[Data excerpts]
——————————
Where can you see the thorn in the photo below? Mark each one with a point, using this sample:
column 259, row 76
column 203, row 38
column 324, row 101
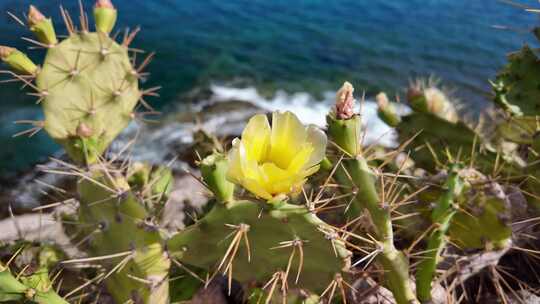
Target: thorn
column 19, row 21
——————————
→ **Exercise aim**
Would you set down every line of the data above exactly, skipping the pictures?

→ **Written answer**
Where can you see the thorn in the photo below? Mark each one with a point, using this sample:
column 259, row 76
column 203, row 38
column 324, row 101
Target: thorn
column 19, row 21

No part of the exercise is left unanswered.